Source extract section start

The combination of these two pressures, rising unemployment on one side and persistent inflation on the other, describes the classic stagflationary bind. KPMG's commentary does not use that term explicitly, but the structural description is recognizable: the economy is experiencing deterioration on both of the Fed's dual mandate objectives simultaneously.
The Fed's uncomfortable position
No section of the commentary lands with more weight than its assessment of the Federal Reserve's current posture. "The Fed stays uncomfortably on the sidelines," KPMG writes, and the word "uncomfortably" is doing significant work in that sentence. The Fed is not waiting by choice or out of confidence. It is pinned.
The specific pressures keeping it there are enumerated directly: "Soaring oil prices, tariff-related price hikes and signs that service sector inflation is accelerating have left the Fed on the sidelines." Service sector inflation is a particularly stubborn category because it reflects wages, rents, and domestic demand rather than commodity swings, meaning it does not resolve quickly when oil prices stabilize.
The commentary frames the Fed's mandate in explicit terms: "It needs to derail the inflation that emerged after the pandemic." That inflation, which proved more durable than policymakers initially anticipated, remains the backdrop against which every subsequent price shock is being measured. Each new upward pressure, whether from tariffs or energy markets, makes the job of returning to target more complicated and the timeline for rate relief longer.
The narrowing path to a soft landing
KPMG's concluding assessment is blunt: "The path to a soft landing has narrowed, given the rise in both inflation and unemployment." Soft landing scenarios require the Fed to thread a narrow needle, cooling inflation without triggering a significant employment downturn. When both variables move in the wrong direction at once, the needle's eye closes.

Source extract section end
Records section start

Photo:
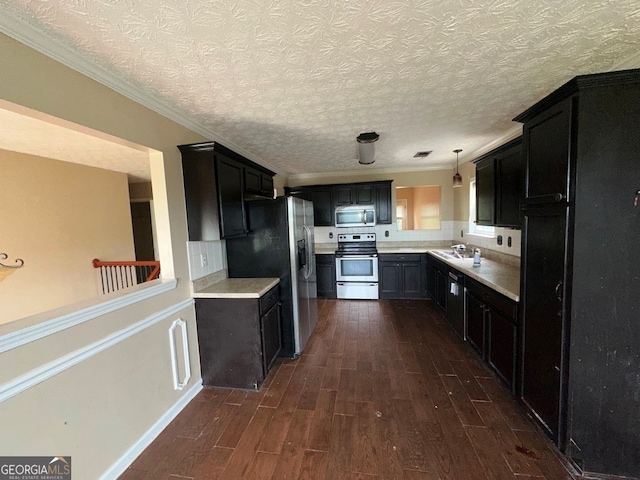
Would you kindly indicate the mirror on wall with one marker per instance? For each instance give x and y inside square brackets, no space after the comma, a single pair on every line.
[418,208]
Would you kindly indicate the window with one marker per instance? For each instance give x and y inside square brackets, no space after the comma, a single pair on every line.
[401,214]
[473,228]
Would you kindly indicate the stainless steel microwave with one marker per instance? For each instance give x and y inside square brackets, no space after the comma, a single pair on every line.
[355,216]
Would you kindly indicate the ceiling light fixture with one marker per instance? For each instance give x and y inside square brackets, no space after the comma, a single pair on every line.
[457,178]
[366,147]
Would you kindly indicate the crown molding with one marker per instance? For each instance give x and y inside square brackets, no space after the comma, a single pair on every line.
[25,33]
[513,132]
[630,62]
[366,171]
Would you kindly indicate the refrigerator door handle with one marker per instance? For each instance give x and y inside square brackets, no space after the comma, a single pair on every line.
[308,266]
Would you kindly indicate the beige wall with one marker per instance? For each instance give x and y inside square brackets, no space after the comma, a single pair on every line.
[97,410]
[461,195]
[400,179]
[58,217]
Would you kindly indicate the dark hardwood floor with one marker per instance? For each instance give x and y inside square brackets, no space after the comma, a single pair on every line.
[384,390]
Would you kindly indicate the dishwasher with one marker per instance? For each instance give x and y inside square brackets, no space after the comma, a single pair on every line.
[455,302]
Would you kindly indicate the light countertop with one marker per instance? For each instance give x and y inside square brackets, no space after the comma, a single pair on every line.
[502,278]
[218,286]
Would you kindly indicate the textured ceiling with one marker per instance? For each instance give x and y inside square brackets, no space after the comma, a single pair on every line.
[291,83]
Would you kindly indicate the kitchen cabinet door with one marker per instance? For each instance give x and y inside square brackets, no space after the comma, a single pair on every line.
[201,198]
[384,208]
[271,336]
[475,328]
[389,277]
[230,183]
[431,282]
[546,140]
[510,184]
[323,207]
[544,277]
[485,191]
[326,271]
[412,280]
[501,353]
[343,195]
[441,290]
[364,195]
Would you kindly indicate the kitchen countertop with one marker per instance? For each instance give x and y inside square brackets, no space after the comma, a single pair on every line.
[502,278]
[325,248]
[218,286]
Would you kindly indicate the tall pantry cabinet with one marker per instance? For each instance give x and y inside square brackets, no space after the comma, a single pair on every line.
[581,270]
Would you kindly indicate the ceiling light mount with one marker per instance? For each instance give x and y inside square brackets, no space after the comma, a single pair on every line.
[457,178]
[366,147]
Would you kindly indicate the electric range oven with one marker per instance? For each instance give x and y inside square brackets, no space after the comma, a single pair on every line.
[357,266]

Records section end

What the task requires:
Extend the commentary on the Federal Reserve and stagflation, picking up after its final sentence, "When both variables move in the wrong direction at once, the needle's eye closes." The rows above are independent material and are not part of the commentary on the Federal Reserve.

Exercise response:
For corporate leaders and investors, this framing changes the planning calculus. A soft landing in early 2025 looked plausible; the question now, as KPMG frames it, is not whether conditions have become more difficult but by how much and for how long. The butterfly effect of the piece's title captures this logic: the initial geopolitical disturbance was not catastrophic in isolation, but its interactions with tariff policy, energy markets, and Fed constraints have amplified its impact in ways that compound across the forecast horizon.
What this means for reading the rest of 2026
The Economic Compass is part of KPMG Economics' ongoing series of institutional commentary aimed at corporate and investment audiences navigating macro conditions. The March 2026 edition sits alongside related KPMG insights including pieces titled "Navigating an erosion in trust" and "Lessons from the water's edge," suggesting a broader thematic thread in the firm's current research: the challenge of operating in environments where established frameworks and institutional credibility are under stress.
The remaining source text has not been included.